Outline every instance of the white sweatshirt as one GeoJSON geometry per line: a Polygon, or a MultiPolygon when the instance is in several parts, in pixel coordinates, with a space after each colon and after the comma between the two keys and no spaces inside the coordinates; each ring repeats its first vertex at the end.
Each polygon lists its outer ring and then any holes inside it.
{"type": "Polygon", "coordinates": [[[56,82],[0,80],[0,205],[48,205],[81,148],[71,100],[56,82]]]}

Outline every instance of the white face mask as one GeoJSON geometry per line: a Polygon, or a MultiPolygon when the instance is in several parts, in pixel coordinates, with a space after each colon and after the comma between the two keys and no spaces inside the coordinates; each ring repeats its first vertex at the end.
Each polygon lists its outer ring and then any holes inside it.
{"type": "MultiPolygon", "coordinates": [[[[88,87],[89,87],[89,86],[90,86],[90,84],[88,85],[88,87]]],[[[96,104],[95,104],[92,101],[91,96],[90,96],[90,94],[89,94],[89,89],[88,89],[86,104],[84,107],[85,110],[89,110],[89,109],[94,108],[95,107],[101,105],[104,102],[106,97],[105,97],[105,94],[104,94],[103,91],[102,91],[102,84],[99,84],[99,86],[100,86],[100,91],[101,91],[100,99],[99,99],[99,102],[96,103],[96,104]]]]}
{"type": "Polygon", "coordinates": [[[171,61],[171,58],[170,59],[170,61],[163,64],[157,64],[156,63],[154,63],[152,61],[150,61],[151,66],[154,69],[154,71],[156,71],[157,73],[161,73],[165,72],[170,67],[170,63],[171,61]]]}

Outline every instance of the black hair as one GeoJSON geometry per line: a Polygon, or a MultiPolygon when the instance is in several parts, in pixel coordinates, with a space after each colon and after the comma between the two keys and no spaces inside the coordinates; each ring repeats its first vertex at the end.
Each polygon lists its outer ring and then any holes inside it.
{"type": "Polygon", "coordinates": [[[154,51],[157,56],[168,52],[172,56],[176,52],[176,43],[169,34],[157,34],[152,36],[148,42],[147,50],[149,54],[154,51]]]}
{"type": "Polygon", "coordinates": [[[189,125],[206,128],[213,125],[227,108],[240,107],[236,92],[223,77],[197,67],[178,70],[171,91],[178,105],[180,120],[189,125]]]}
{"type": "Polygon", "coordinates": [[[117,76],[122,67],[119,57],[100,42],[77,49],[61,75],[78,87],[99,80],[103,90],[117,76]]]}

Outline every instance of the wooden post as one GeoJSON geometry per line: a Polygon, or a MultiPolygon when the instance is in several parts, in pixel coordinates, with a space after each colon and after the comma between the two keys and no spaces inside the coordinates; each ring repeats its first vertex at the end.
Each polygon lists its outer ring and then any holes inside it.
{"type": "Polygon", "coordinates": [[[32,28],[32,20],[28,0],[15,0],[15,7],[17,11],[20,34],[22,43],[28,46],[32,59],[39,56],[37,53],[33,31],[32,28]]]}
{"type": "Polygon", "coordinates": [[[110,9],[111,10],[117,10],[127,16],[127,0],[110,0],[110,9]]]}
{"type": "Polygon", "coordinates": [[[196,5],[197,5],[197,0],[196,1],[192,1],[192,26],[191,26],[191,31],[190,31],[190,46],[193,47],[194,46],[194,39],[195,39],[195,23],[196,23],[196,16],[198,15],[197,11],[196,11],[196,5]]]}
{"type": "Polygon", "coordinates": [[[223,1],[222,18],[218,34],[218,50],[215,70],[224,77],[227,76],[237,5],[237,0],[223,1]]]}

Objective: Which lines in the records above contain the word "white"? Copy each of them in full.

Response:
Outline every instance of the white sweatshirt as one GeoJSON geometry per line: a Polygon, or a MultiPolygon when the instance is in several parts, in pixel coordinates, with a space after each colon and after the comma between the two keys and no spaces inside the coordinates; each ring repeats its first vertex at the end.
Outline every instance of the white face mask as one GeoJSON geometry per line: a Polygon, or a MultiPolygon when the instance is in several parts, in pixel coordinates, with a space after each colon and after the comma between the two keys and no spaces inside the coordinates; each ring repeats its first vertex at the end.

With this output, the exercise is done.